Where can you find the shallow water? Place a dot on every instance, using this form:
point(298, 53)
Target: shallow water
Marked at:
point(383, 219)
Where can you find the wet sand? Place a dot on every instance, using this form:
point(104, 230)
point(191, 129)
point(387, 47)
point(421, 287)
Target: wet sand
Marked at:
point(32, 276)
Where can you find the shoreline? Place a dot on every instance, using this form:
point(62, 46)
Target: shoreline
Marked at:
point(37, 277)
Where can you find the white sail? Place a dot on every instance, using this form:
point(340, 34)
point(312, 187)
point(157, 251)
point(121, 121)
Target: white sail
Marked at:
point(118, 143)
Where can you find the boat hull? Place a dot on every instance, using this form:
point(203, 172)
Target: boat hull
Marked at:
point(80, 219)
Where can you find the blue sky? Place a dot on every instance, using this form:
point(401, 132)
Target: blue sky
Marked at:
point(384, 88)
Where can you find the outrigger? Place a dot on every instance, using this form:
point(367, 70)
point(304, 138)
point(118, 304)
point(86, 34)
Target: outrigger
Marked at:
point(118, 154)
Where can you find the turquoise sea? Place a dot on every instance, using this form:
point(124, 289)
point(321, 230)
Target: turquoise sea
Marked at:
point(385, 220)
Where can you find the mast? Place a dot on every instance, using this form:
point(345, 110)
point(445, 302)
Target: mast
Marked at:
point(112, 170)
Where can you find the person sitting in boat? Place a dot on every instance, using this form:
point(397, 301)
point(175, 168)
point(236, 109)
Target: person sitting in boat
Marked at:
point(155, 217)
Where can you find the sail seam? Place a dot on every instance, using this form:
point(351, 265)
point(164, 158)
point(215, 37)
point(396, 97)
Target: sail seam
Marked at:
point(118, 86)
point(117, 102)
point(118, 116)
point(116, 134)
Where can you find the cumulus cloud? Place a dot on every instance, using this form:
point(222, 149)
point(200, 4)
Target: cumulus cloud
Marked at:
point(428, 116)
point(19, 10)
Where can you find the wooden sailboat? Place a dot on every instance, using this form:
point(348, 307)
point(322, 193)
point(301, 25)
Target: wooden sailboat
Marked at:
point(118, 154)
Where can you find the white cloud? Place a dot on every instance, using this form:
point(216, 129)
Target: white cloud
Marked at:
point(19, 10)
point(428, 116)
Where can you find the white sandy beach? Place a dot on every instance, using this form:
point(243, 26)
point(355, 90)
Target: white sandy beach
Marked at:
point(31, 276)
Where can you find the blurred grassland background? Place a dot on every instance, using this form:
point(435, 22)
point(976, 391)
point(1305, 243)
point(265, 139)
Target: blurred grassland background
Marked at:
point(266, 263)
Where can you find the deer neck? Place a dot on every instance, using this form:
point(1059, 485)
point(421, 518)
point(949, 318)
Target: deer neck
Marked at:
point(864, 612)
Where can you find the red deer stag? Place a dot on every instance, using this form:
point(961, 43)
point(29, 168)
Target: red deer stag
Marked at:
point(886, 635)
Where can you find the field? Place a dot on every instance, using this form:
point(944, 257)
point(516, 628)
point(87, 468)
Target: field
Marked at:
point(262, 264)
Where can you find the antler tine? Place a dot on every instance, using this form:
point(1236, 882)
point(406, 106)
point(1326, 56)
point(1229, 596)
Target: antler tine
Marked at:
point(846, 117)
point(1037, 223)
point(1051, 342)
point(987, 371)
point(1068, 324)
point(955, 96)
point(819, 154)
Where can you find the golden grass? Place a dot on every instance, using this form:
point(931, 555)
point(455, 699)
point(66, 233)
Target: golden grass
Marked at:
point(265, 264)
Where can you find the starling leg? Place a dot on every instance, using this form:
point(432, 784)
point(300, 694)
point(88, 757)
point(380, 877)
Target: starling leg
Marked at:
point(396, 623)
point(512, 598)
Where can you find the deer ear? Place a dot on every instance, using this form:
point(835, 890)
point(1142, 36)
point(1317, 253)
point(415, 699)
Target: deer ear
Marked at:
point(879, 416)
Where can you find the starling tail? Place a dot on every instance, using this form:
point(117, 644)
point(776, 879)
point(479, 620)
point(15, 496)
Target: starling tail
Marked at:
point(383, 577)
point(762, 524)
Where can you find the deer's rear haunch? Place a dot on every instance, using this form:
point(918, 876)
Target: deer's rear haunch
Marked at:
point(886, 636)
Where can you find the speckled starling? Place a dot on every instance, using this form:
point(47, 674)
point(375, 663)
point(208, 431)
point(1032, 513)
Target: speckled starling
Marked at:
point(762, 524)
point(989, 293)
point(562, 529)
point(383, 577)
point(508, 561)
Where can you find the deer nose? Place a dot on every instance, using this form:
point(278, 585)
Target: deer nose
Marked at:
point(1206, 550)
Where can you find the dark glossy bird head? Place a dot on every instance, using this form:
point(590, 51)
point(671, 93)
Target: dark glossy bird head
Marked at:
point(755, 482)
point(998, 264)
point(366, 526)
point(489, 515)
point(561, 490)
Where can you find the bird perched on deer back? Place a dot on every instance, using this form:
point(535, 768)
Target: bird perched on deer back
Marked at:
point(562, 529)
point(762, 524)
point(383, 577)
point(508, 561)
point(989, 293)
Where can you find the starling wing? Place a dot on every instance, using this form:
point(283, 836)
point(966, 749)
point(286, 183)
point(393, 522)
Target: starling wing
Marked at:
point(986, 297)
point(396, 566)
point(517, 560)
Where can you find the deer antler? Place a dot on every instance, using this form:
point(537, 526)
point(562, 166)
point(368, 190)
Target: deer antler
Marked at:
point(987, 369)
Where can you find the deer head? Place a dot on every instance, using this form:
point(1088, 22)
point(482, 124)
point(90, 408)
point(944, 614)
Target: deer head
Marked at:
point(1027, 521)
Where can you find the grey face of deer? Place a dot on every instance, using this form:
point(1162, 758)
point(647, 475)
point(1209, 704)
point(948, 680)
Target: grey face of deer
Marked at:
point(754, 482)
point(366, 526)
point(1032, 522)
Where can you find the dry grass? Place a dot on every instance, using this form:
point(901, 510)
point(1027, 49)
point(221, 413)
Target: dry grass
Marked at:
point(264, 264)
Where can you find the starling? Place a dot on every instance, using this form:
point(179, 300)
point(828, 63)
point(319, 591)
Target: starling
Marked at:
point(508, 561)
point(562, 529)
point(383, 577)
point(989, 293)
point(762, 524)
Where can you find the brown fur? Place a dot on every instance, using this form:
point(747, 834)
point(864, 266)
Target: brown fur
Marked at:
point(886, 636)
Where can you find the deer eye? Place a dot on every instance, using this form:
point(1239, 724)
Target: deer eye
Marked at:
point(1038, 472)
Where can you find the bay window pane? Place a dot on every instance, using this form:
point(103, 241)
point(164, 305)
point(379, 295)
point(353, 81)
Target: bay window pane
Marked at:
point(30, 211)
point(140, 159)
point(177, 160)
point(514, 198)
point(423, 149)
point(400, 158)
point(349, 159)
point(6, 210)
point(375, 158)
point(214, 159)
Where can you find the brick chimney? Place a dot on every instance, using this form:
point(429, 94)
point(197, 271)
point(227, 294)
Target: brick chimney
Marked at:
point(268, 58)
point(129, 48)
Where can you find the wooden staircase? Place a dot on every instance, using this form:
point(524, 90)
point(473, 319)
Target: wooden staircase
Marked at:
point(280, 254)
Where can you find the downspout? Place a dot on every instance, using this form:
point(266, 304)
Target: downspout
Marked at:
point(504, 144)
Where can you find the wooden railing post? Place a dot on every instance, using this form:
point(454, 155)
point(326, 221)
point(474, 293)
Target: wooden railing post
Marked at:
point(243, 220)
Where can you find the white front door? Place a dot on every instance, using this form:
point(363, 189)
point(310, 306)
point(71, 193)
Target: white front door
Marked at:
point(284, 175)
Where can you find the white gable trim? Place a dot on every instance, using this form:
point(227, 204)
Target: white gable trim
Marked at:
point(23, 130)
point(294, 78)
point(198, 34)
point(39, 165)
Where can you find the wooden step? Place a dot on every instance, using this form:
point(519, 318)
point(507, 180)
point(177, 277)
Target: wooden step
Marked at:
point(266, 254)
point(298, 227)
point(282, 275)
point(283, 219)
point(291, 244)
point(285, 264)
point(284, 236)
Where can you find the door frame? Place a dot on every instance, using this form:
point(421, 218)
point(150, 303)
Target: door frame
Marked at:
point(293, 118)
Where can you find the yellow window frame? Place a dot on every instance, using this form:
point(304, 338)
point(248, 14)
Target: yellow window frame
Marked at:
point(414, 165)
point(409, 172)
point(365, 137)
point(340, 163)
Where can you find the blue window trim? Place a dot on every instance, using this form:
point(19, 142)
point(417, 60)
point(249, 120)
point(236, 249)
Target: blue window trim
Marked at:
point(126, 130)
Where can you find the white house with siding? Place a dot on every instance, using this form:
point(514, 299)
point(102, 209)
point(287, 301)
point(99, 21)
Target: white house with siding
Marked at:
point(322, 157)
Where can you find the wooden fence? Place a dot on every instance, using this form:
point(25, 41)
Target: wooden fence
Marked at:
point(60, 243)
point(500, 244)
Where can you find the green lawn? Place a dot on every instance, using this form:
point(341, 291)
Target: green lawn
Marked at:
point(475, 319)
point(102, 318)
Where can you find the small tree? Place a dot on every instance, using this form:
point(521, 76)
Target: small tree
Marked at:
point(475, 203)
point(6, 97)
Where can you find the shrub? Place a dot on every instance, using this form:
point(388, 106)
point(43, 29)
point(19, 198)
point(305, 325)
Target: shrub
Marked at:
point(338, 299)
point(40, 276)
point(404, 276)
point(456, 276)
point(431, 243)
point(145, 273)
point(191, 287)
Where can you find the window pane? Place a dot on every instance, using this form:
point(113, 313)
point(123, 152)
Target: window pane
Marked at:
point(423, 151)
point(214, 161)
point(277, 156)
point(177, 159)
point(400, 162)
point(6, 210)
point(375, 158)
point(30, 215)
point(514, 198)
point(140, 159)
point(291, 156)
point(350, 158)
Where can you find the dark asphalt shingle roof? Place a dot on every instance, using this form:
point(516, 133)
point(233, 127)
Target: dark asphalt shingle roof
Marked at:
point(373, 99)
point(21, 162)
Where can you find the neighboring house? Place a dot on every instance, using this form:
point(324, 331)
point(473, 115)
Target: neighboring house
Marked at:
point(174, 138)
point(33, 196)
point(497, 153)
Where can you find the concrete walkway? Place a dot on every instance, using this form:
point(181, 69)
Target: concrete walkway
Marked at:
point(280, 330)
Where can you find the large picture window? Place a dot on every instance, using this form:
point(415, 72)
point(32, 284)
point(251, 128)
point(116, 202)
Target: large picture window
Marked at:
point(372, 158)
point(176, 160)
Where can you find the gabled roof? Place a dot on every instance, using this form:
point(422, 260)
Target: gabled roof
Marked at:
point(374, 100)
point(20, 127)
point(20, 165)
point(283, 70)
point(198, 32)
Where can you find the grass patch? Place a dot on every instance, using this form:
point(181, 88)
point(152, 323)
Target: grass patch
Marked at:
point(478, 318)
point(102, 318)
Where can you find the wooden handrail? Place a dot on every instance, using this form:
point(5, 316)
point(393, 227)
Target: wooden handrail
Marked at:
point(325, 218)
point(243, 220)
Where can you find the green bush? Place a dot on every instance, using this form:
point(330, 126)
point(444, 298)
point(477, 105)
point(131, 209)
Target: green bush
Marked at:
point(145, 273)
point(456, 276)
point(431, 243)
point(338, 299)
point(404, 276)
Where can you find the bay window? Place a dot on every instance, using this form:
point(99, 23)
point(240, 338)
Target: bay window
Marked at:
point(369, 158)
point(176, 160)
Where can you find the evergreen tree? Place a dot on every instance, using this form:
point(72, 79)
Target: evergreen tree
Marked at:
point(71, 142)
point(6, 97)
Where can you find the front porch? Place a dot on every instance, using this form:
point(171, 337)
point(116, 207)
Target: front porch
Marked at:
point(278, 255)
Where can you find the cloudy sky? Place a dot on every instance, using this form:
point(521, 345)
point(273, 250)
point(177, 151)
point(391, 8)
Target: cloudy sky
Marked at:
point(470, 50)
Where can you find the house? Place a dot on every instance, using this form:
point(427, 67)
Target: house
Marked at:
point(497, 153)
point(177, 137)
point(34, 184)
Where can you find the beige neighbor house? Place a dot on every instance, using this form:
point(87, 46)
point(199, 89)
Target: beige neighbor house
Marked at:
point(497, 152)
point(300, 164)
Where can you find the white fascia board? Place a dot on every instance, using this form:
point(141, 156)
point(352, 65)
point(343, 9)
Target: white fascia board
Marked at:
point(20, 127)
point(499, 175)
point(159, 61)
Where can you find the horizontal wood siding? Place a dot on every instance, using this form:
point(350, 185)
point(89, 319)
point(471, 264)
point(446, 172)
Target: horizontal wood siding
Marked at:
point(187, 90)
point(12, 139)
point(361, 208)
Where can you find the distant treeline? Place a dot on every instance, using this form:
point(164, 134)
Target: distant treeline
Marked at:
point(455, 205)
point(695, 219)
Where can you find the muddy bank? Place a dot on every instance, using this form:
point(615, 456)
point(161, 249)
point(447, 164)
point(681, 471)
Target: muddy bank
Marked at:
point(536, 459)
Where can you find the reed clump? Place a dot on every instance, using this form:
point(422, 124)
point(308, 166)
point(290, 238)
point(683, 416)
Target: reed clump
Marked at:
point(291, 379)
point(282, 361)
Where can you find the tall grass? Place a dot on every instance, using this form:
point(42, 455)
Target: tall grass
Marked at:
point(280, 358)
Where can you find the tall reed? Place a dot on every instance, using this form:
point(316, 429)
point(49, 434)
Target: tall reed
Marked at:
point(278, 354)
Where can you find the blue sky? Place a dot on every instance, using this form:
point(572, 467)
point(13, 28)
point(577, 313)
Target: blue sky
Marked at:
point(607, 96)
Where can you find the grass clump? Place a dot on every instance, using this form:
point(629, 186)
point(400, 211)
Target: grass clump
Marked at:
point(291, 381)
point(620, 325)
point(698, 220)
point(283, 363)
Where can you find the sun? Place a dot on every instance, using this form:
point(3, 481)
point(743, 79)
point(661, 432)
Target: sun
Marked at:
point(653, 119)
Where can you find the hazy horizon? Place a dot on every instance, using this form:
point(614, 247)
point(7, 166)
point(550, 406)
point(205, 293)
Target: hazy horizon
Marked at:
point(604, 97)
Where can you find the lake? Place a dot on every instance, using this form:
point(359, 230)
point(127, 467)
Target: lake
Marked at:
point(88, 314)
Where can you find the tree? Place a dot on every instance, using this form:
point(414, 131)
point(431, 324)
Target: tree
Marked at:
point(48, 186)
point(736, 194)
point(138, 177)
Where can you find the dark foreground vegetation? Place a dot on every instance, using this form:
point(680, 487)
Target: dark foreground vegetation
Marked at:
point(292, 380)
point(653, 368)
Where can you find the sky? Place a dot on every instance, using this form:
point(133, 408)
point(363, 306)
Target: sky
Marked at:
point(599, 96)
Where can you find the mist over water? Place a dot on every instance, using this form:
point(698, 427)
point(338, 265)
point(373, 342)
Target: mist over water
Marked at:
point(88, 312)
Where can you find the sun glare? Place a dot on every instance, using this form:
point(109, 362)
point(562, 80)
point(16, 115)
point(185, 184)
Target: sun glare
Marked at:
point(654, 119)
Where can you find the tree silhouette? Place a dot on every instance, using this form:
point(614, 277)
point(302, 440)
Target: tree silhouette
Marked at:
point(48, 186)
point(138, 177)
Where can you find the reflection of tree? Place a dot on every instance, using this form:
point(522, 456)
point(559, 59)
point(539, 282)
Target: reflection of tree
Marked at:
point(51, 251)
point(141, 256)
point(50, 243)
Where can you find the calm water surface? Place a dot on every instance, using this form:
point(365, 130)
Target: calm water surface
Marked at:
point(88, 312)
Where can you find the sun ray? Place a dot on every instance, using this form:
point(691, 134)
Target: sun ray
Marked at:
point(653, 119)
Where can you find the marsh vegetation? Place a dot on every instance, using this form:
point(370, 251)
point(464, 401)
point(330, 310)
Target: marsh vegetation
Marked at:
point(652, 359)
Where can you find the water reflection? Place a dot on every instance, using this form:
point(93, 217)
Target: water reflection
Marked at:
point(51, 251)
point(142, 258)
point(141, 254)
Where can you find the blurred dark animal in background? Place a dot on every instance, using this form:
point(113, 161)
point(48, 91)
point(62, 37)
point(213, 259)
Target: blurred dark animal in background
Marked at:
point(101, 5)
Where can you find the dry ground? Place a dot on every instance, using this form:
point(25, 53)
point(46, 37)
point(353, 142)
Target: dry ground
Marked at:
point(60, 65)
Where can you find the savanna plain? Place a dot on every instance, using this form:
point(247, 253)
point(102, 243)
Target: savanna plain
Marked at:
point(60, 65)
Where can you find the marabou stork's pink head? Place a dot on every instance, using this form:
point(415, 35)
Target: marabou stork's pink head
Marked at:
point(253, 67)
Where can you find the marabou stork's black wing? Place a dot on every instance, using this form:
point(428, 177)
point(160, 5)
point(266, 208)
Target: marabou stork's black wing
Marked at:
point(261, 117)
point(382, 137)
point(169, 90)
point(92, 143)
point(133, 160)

BRIEF
Starting at the line that has "Target: concrete walkway" and ending at the line that has "point(422, 260)", please write out the lines above exactly, leaving out all others.

YOUR SOLUTION
Target: concrete walkway
Marked at:
point(280, 330)
Where can you find the large picture window? Place a dot on every instance, using this form:
point(415, 72)
point(32, 284)
point(251, 128)
point(116, 202)
Target: large picture window
Marked at:
point(372, 158)
point(176, 160)
Where can you find the gabled roof? Place a dot on every instance, using this form:
point(422, 260)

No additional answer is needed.